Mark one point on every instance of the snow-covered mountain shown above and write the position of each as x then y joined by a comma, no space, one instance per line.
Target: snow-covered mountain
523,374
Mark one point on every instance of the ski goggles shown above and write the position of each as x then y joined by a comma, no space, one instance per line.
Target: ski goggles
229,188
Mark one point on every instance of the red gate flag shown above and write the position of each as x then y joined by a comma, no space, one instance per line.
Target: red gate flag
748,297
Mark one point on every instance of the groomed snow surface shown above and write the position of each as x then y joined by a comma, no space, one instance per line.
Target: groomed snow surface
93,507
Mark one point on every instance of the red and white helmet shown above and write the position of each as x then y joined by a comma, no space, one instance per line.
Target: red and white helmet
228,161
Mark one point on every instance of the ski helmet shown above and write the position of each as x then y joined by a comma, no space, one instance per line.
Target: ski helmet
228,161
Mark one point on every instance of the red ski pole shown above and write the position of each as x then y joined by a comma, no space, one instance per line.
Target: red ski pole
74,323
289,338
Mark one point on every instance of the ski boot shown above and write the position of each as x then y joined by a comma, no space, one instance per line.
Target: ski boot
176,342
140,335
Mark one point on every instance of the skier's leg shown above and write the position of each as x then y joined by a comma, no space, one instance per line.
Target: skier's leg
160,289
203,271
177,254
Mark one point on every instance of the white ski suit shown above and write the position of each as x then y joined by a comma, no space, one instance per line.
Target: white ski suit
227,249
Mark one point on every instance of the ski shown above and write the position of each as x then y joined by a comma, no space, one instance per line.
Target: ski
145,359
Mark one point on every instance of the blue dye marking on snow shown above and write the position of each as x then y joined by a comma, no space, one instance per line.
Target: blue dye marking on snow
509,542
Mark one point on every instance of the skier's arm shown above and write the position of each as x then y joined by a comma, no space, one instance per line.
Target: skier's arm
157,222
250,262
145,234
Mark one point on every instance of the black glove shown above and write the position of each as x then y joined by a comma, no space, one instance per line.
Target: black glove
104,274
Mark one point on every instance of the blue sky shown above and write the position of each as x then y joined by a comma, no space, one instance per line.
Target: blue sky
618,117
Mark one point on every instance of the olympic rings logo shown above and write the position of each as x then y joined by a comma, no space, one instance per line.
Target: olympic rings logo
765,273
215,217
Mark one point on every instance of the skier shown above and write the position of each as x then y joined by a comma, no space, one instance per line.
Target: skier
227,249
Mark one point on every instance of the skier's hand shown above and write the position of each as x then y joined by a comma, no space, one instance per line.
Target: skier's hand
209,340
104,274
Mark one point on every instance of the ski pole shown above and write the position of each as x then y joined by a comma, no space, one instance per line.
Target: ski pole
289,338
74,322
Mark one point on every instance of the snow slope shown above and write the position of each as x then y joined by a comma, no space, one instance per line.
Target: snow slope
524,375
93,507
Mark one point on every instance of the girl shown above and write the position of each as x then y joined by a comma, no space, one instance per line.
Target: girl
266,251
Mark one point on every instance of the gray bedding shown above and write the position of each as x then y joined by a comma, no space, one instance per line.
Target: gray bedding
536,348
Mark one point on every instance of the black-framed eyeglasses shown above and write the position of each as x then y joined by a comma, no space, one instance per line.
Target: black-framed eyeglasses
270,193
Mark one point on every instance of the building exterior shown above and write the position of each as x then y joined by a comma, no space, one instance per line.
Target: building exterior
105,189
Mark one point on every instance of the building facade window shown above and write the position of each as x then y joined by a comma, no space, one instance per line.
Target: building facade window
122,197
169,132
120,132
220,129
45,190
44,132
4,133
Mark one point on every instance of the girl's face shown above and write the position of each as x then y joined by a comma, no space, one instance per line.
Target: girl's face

Direction: Copy out all of the lines above again, word for word, keeping their order.

Output below:
Mark one point on every instance of the snow-covered mountain shown above and write the position of each as x then y joined by a comma, no space, one instance per line.
Target: snow-covered mountain
523,374
Mark one point on every instance of the ski goggles shown above and write the position of each as x then y joined by a comma, no space, one instance per line.
Target: ski goggles
229,188
Mark one point on every instance of the red gate flag shown above and write the position of each as x then y joined by a comma, no space, one instance per line.
Target: red gate flag
748,297
Mark one point on every instance of the groomed snow surface shown above and write the position of each as x then y joined by a comma, no space, one instance per line.
Target: groomed snow surface
93,507
Mark one point on every instance of the red and white helmet shown above and write the position of each as x then y joined by a comma, no space, one instance per line.
Target: red and white helmet
228,161
Mark one point on every instance of the ski helmet shown above and write the position of each as x then y joined by a comma, no space, one instance per line.
Target: ski helmet
228,161
Mark one point on every instance of the red ski pole shown above and write the position of each as x then y joined by a comma, no space, one instance per line.
Target: red ski pole
74,323
289,338
Mark one point on every instance of the ski boot shown above and write the position of each as x then y joined by a comma, no space, one instance per line.
Target: ski boot
176,342
140,335
Mark one point on every instance of the skier's leg shown above and write the position of each as x then y joined by a comma, no space, one instance per line.
Target: skier's leg
160,289
203,271
177,254
Mark one point on every instance of the white ski suit shown above and write the position of each as x then y joined by a comma, no space, one instance per line.
Target: white ski suit
227,249
Mark one point on every instance of the ski shown above and write the position of each as x then y joined by a comma, no space, one instance per line.
Target: ski
145,359
Mark one point on every instance of the blue dye marking on snow shown above and write the position of each as x then y joined by a comma, no space, one instance per line.
Target: blue dye marking on snow
509,542
Mark one point on every instance of the skier's arm shown above and write the position of each as x then y joined by a comma, no space, one instance per line.
Target: skier's arm
157,222
250,262
145,234
Mark one point on every instance of the black glove shown above and write the position of each as x then y joined by a comma, no space, one instance per line.
Target: black glove
104,274
Mark one point on every instance of the blue sky shown above and write the position of each as x then y joined by a comma, no space, one instance per line.
Target: blue sky
618,117
Mark one point on every instance of the olympic rings logo shown above and write the position of each as x then y joined by a comma, no space, one instance per line.
Target: olympic rings logo
765,273
215,217
Mark one point on every instance of the skier shown above and write the position of each as x then y joined by a comma, no space, one instance per line.
Target: skier
227,249
Mark one point on every instance of the skier's hand shown above and write the position of each as x then y joined by a comma, no space, one instance per line.
Target: skier's hand
209,340
104,274
Mark one point on every instance of the ski pole shown above and write the position of each as x then y joined by a comma, no space, one instance per line.
Target: ski pole
289,338
74,322
Mark one point on every instance of the snow slope shown above and write the position of each as x then y joined by a comma, no space, one instance per line.
Target: snow slope
524,375
93,507
Mark one point on every instance of the girl shown above and write the position of each as x then y joined by a comma, no space, one instance per line.
Target: girl
266,251
Mark one point on every instance of the gray bedding shown above and write the position of each as x then y joined by a comma, no space, one instance per line.
Target: gray bedding
536,348
Mark one point on every instance of the black-framed eyeglasses shown above and write the position of each as x then y joined by a comma, no space, one instance per line.
Target: black-framed eyeglasses
270,193
Mark one point on every instance of the building exterior shown above and write the position of each as x then y joined by a comma, no space, one instance per line.
Target: building exterior
105,189
Mark one point on every instance of the building facade window shown above and write the position of each as x then y joined by a comma, no space, one instance per line.
Target: building facade window
122,197
169,132
120,132
220,129
45,190
44,132
4,133
Mark one point on every instance of the girl's face shown above and write the position of each as x then y joined by a comma, no space, one instance per line.
Target: girl's face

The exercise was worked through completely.